**Passage to read**:
▼
I broke NC and msg him, I know bad move, but I wanted him too know I knew he was a lying cheating bastard! I was so angry, but now I think it's just clarified to me more who is really is and that I'm better off without him...
Lesson learnt ALWAYS lister to your gut...
And shopping ALWAYS equals PAIN

Redhead's picture

Had the same thing happen to

Had the same thing happen to me....she wasn't a best friend, but she and her now ex husband attended many dinners & parties at our house. She is no friend of yours & they both deserve each other!!

Cabo's picture

the gut feelings

I have learned a huge lesson in all of this - your gut is telling you something for a reason.... I will always listen from now on. It is there for a reason...

goldie's picture

MFN

I mentioned this very thing in group last night. We often are not ready to accept the true extent of their vile corruption and lie's until we are out of it for awhile. I believe if we saw them for who and what they truly were while we were still in it we might snap and do something awful to them.

So better we realize and accept when we have some NC under our belts. They have NO conscience and lack remorse or guilt so I am not surprised by anything they do at this point. They do whatever they damn well please.

As for your friend, she thinks she pulled one over on you, and I am sorry to have to say this, and i know you are not a cruel person, but.........let's see who remains standing in this mix.

Get it out and then when you are done facing the truth, let it go........

They have each other now, yippee, let's see how that plays out.

Sorry you had to learn this, the truth does set us FREE.

God bless,
Goldie

Movingforwardnow's picture

I guess I need a kick in the ass....
▲
**What to produce**: Name every user whose picture is marked in the forum thread above, in the order they appear.

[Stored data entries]
▼
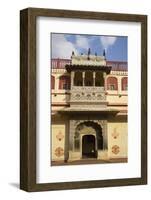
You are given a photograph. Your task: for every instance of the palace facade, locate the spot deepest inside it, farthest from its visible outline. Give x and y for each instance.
(89, 103)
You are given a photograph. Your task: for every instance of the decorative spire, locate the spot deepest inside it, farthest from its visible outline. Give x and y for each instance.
(72, 53)
(89, 51)
(104, 53)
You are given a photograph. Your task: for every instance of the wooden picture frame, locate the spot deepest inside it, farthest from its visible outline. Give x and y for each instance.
(28, 98)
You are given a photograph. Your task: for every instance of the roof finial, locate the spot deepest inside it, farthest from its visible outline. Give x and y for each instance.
(104, 53)
(89, 51)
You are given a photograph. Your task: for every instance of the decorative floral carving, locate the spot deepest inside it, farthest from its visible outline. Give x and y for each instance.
(115, 134)
(60, 136)
(115, 149)
(59, 151)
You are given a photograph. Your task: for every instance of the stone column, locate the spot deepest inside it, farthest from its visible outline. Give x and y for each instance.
(94, 73)
(83, 78)
(105, 135)
(105, 83)
(72, 78)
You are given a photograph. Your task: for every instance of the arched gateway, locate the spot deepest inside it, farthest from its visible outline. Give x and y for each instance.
(88, 139)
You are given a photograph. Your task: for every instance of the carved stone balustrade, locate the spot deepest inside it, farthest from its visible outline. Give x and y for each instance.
(87, 94)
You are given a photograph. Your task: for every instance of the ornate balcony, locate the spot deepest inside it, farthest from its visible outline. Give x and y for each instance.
(87, 94)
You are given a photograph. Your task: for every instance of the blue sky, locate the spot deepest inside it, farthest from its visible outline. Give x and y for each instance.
(64, 44)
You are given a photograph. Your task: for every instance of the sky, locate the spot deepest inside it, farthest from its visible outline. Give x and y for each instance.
(63, 45)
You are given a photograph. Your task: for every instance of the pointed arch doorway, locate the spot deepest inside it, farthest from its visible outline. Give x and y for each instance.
(88, 139)
(89, 146)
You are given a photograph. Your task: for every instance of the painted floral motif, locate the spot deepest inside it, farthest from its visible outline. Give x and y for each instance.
(115, 134)
(59, 152)
(60, 136)
(115, 149)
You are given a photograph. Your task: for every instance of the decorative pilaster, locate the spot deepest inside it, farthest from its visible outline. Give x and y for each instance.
(83, 78)
(105, 84)
(72, 78)
(94, 78)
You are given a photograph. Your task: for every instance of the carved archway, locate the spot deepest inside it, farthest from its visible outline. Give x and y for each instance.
(88, 128)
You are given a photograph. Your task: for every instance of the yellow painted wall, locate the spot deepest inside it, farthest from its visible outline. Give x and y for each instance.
(58, 131)
(119, 129)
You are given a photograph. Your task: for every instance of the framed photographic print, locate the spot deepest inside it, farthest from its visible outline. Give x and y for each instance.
(83, 93)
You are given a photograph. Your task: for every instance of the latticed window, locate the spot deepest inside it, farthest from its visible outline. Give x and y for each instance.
(52, 82)
(112, 83)
(124, 83)
(64, 82)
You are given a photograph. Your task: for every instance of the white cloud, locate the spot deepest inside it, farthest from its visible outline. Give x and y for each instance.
(82, 42)
(107, 41)
(61, 48)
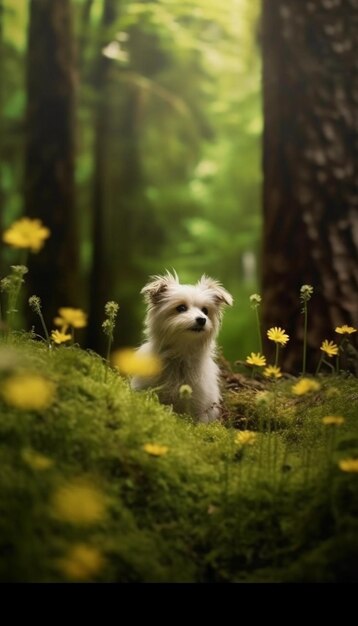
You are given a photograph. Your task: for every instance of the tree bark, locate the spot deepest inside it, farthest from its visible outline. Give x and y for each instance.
(310, 82)
(49, 170)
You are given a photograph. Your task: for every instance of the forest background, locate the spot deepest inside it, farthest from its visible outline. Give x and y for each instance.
(205, 136)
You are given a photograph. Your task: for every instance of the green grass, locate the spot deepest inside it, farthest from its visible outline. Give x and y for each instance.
(207, 511)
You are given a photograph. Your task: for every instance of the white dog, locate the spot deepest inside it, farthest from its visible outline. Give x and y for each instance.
(181, 327)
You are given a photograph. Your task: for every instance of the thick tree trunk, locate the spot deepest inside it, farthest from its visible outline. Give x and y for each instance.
(310, 168)
(49, 174)
(101, 272)
(124, 230)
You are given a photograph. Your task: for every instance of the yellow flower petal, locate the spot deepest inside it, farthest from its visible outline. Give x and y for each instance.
(349, 465)
(256, 359)
(345, 330)
(245, 437)
(278, 335)
(329, 347)
(271, 371)
(131, 363)
(81, 562)
(27, 233)
(305, 385)
(155, 449)
(59, 337)
(78, 503)
(71, 317)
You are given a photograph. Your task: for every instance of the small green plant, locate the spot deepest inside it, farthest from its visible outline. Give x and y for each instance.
(35, 305)
(306, 292)
(11, 285)
(255, 300)
(108, 326)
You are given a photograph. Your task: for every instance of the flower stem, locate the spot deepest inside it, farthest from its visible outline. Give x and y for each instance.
(258, 324)
(319, 365)
(276, 357)
(44, 326)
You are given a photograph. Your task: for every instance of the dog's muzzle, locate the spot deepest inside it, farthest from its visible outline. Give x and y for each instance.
(199, 326)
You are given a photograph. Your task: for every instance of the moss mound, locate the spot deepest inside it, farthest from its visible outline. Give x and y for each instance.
(83, 496)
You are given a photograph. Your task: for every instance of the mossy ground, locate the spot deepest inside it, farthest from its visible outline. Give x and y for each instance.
(206, 511)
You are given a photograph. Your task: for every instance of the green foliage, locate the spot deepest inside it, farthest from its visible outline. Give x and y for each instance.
(206, 511)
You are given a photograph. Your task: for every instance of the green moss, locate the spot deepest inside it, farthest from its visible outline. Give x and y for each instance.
(207, 510)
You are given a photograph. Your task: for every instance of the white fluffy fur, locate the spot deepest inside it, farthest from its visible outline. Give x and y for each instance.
(187, 354)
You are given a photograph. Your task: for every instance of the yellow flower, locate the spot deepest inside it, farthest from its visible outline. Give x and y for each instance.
(27, 233)
(333, 420)
(185, 391)
(28, 391)
(81, 562)
(256, 359)
(59, 337)
(78, 502)
(35, 460)
(329, 347)
(70, 317)
(345, 330)
(305, 385)
(155, 449)
(245, 437)
(277, 335)
(271, 371)
(349, 465)
(131, 363)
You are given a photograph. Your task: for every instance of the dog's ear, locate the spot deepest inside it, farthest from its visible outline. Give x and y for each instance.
(220, 294)
(154, 291)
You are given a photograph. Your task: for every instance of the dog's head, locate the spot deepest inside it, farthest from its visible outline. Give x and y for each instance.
(184, 314)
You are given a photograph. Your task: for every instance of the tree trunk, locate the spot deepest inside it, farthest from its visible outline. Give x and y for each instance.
(49, 173)
(101, 273)
(124, 230)
(310, 169)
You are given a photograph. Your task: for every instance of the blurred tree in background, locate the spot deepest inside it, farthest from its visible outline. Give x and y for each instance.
(167, 149)
(310, 167)
(49, 151)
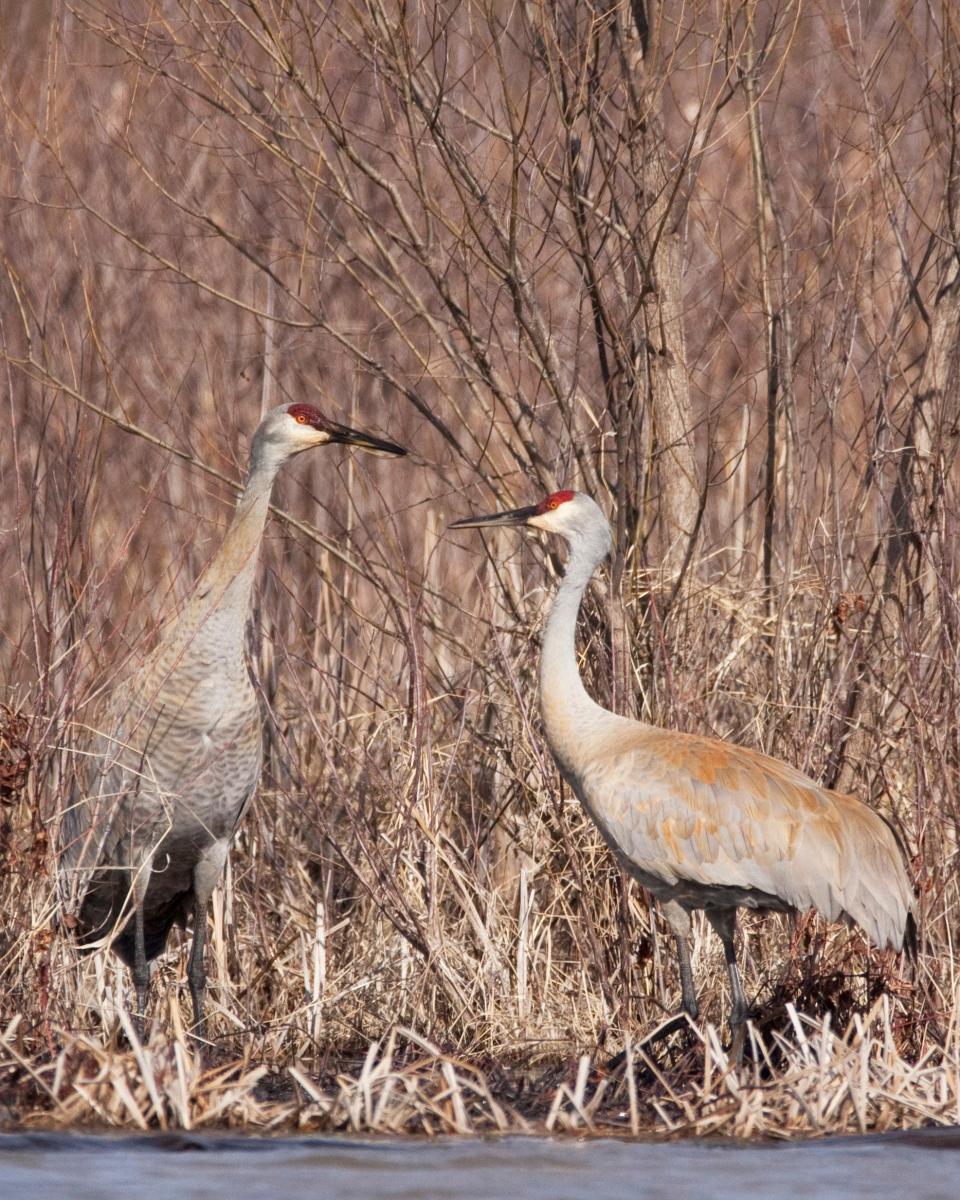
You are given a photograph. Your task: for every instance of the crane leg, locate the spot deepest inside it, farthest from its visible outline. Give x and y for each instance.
(196, 967)
(205, 875)
(141, 969)
(724, 921)
(678, 919)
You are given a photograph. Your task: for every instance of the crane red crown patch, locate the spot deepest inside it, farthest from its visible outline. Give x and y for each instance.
(305, 414)
(555, 501)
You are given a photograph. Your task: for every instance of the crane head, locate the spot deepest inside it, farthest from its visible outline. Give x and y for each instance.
(289, 429)
(307, 423)
(567, 513)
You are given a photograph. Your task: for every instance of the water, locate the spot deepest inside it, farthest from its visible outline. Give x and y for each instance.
(65, 1167)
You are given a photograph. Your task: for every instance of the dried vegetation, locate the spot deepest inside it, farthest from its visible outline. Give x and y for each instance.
(697, 259)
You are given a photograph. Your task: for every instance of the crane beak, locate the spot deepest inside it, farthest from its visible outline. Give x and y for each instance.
(348, 437)
(509, 517)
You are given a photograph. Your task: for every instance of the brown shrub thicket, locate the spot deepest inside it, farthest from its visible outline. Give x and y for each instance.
(700, 261)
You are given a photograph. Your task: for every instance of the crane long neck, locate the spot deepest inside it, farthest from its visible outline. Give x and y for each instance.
(215, 616)
(563, 699)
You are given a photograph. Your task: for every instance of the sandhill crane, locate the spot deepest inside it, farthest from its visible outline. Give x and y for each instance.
(700, 822)
(168, 767)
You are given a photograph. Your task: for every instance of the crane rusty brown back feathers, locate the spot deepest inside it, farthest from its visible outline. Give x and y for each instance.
(703, 823)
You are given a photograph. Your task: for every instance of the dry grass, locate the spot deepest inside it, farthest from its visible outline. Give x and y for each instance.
(420, 930)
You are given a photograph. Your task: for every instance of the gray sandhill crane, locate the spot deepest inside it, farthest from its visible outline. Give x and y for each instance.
(168, 767)
(700, 822)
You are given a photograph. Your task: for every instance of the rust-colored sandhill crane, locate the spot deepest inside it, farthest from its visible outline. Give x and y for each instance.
(701, 822)
(168, 767)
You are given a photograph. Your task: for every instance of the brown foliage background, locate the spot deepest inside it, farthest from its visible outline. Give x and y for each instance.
(697, 259)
▲
**Full answer**: Redhead, Cabo, goldie, Movingforwardnow